Written problem: Repeat every line below exactly as it reads.

[Lines of data]
════════

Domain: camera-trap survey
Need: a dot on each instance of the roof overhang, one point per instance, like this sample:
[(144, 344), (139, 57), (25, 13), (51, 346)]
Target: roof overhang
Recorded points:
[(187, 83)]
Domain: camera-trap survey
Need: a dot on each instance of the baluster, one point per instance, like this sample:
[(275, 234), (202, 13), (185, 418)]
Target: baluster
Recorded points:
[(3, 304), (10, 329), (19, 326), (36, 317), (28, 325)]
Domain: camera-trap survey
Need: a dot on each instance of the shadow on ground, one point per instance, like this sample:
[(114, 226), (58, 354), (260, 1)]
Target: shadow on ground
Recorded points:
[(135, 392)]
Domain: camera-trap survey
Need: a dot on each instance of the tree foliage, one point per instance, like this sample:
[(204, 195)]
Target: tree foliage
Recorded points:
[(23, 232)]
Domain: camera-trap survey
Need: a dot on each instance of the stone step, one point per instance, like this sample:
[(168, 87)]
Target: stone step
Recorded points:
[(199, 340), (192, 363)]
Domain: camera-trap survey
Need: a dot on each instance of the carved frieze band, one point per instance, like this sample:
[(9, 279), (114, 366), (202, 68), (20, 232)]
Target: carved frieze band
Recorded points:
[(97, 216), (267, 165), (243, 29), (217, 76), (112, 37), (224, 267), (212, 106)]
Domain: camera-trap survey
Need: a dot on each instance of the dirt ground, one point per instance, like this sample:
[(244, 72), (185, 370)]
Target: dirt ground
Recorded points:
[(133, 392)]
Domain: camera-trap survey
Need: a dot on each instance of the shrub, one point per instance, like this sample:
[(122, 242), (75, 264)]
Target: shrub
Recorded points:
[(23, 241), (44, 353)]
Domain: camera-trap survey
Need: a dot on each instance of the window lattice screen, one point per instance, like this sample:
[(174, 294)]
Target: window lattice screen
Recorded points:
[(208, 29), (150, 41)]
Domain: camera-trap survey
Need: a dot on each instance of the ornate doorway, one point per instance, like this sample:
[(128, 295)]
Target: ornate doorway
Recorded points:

════════

Worked solution:
Domain: camera-trap survey
Need: a dot on each instance of the roof overhang, one point per instance, like this sample:
[(144, 344), (139, 57), (25, 13), (51, 346)]
Target: roof overhang
Recorded points:
[(187, 83)]
Domain: camera-trap survey
Need: a dot on each instance of the baluster, one point per instance, like this sample:
[(275, 234), (202, 13), (185, 418)]
Target: baluster
Recorded points:
[(3, 304), (10, 329), (19, 326), (36, 317), (28, 325)]
Domain: camera-trap survey
Need: a dot on each instance of the shadow on ground, one point per instance, like this sample:
[(114, 226), (58, 354), (260, 1)]
Target: shadow on ground
Recorded points:
[(135, 392)]
Domain: camera-trap survey
Need: a dot on each instance of the tree foliage, one point per instance, like this sample:
[(204, 195)]
Target: tree foliage
Recorded points:
[(23, 232)]
Domain: camera-trap survey
Need: a dot on each instance of the stone step, one point per instance, like this sample:
[(168, 87)]
Target: stone step
Recorded points:
[(199, 340), (192, 363)]
Domain: camera-trap survey
Need: a dot on each instance of the carved frieze band, one point per instance, like this sample:
[(9, 279), (114, 366), (202, 68), (20, 232)]
Target: carved frieze band
Recorded points:
[(97, 216), (267, 165), (243, 29), (217, 76), (112, 37), (224, 267), (212, 106)]
Domain: camera-trap survey
Need: a dot on each instance of the dirt ground, one point per instance, like this sample:
[(244, 72), (185, 370)]
Target: dirt ground
Recorded points:
[(133, 392)]
Domain: camera-trap survey
Need: a dot on each instance of the shrub, one point per instance, like this sample:
[(122, 242), (75, 264)]
Target: shrub
Recorded points:
[(23, 241), (44, 353)]
Domain: camera-trap survey
Need: a dot on each instance of the window lattice screen, one point per instance, like this sample:
[(174, 294)]
Target: window lattice screen
Recorded points:
[(208, 29), (150, 41)]
Domain: camera-trap survey
Need: a dot on each instance of the ornate doorway, one point per instance, like this sample:
[(128, 295)]
Target: ornate doorway
Recorded points:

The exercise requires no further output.